** START OF EXERCISE MATERIAL **

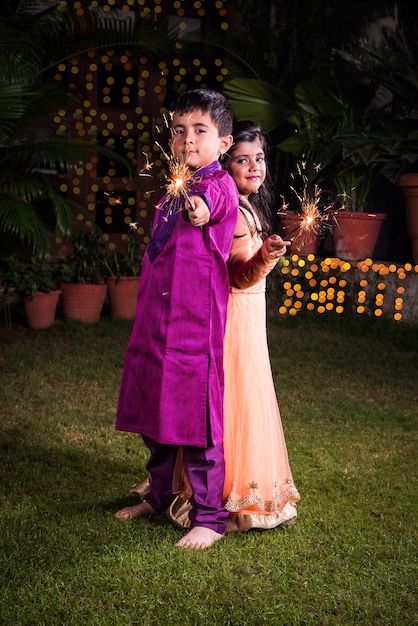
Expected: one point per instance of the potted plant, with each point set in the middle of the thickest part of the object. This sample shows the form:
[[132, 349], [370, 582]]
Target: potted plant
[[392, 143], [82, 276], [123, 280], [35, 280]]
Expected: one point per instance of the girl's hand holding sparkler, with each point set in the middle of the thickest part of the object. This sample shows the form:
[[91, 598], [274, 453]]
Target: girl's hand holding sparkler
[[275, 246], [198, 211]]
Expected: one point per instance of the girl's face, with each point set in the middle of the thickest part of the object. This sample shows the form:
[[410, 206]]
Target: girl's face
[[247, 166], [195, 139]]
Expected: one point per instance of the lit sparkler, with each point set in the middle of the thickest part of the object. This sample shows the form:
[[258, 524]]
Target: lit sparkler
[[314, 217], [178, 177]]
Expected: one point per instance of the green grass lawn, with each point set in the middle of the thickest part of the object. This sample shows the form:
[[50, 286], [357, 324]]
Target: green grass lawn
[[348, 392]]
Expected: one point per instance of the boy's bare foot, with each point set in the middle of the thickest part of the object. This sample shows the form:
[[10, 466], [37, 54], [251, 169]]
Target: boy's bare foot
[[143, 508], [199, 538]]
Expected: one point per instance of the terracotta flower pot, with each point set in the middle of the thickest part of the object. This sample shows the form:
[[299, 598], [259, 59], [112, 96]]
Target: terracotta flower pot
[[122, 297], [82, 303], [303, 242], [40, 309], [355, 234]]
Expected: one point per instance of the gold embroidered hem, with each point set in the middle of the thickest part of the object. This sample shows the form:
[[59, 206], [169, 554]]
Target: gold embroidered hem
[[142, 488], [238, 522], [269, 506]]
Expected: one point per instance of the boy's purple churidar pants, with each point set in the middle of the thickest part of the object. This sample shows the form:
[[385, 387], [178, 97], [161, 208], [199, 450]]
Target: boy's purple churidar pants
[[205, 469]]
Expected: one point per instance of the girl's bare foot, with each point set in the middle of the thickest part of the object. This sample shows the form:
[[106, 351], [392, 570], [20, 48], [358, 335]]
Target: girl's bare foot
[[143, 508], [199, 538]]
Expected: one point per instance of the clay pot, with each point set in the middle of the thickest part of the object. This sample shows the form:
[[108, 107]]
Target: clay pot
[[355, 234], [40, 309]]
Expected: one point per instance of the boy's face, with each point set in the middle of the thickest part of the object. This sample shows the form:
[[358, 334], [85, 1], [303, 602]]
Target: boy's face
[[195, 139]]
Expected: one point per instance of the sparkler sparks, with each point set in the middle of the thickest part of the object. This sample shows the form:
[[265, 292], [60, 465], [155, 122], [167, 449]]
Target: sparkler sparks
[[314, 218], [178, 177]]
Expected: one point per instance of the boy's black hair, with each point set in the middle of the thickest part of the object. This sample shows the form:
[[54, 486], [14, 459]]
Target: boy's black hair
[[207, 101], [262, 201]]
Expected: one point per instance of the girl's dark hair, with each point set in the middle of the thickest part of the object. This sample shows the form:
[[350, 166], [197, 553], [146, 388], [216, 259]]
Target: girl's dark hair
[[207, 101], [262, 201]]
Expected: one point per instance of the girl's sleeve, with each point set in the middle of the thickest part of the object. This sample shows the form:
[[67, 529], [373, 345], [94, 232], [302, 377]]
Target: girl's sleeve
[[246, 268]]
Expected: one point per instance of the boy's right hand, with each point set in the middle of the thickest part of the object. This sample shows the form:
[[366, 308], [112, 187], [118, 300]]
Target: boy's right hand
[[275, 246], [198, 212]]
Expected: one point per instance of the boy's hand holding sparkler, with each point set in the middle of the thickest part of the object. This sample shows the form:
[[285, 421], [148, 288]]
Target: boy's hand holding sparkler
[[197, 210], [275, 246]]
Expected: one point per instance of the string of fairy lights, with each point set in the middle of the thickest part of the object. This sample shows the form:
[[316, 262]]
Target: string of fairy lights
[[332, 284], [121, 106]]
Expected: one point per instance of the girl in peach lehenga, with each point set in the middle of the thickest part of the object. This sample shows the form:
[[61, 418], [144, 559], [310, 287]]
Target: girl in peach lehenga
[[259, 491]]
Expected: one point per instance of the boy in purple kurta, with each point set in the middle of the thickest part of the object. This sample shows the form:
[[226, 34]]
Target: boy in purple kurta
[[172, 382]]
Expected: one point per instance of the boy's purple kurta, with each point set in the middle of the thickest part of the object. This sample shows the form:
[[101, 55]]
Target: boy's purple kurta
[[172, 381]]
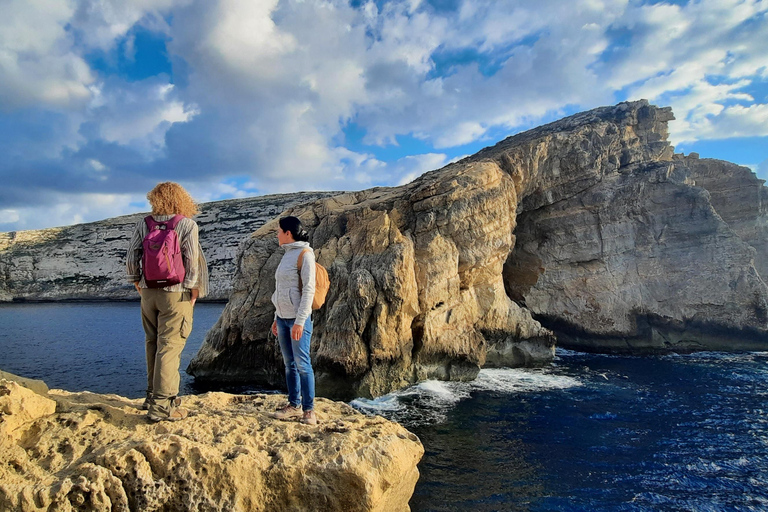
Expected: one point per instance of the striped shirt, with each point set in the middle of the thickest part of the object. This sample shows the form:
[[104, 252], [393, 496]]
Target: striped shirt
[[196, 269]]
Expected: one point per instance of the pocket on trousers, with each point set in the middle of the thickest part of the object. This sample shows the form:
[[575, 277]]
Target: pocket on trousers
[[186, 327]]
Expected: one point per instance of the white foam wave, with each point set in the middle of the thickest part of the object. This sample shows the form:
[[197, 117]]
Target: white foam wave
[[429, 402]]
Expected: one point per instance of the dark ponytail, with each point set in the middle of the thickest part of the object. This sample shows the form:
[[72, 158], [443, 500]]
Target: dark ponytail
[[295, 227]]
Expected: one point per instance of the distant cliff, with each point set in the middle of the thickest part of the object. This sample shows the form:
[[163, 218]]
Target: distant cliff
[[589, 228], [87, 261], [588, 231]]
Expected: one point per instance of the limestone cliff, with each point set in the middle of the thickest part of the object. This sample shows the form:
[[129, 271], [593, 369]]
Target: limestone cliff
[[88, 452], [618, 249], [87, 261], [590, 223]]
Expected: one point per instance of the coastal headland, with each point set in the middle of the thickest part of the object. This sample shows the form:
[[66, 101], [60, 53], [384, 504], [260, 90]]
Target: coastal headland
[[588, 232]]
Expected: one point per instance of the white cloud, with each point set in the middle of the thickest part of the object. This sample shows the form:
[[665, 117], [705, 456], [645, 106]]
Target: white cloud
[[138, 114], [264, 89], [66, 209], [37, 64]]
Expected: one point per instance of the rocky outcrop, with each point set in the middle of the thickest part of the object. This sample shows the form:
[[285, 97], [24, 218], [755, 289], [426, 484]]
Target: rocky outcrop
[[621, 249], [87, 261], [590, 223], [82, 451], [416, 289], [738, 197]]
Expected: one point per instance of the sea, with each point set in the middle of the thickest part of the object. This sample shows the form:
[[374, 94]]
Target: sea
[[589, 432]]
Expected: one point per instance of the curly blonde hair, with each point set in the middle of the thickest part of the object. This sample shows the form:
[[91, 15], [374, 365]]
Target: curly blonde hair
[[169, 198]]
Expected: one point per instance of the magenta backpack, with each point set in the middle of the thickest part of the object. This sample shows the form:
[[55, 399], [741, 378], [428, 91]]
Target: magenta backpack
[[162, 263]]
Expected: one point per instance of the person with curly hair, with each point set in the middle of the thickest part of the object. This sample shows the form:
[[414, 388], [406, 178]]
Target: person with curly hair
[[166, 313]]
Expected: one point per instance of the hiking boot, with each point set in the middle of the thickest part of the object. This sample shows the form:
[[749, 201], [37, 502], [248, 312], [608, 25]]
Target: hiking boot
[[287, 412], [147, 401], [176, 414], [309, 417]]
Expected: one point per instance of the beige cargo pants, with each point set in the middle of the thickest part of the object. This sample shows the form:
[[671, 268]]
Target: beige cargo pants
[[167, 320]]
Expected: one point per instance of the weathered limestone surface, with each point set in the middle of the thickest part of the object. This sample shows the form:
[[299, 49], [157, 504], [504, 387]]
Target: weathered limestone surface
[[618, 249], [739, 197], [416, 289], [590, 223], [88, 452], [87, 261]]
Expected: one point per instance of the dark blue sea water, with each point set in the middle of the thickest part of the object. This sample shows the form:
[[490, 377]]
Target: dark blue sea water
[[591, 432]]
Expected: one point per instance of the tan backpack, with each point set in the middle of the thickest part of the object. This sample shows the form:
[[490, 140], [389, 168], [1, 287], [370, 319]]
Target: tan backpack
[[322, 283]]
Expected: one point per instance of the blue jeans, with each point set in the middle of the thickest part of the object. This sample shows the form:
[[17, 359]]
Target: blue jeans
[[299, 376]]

** END OF EXERCISE MATERIAL **

> **TASK OBJECTIVE**
Turn the lines of the records, starting with the line that contains "Expected: one point per instance of the gold" and going on through the line that contains "[[314, 218], [178, 177]]", into a Markdown table. Use the columns Row and Line, give each line a row number, and leave out blank lines.

> **RIGHT ANSWER**
| Row | Line |
|---|---|
| 1 | Expected: one point per instance of the gold embroidered hem, with each point set in the middle of the thickest part of the object. This sample shows the form: |
| 2 | [[59, 206], [169, 554]] |
| 3 | Target: gold embroidered hem |
| 4 | [[142, 488], [238, 522], [269, 506]] |
| 5 | Expected: one point per instance of the boy's purple churidar pants, with each point set in the middle of the thickest part of the object. This sample shows the form: |
| 6 | [[385, 387], [178, 97], [161, 208], [199, 450]] |
| 7 | Target: boy's purple churidar pants |
| 8 | [[205, 469]] |
| 9 | Expected: one point per instance of the girl's bare foot, with each point set in the middle of the thickest part of the object. This sample shows the form: |
| 10 | [[106, 351], [392, 570], [20, 48], [358, 335]] |
| 11 | Target: girl's bare foot |
| 12 | [[143, 508], [199, 538]] |
| 13 | Expected: one point per instance of the clay pot, with each point set in the middle of the thickest part of the object. This sample shows the form: |
| 14 | [[108, 107]] |
| 15 | Target: clay pot |
| 16 | [[355, 234], [40, 309]] |
| 17 | Expected: one point per instance of the boy's face, with each point set in the middle of the thickest part of the object. This sample shows the form: |
| 18 | [[358, 334], [85, 1], [303, 602]] |
| 19 | Target: boy's face |
| 20 | [[195, 139]] |
| 21 | Expected: one point per instance of the sparkler sparks, with each point set in the middle of the thickest part of the object. This sample shows the form: |
| 22 | [[265, 292], [60, 465], [155, 122], [167, 449]] |
| 23 | Target: sparkler sparks |
| 24 | [[314, 218], [178, 177]] |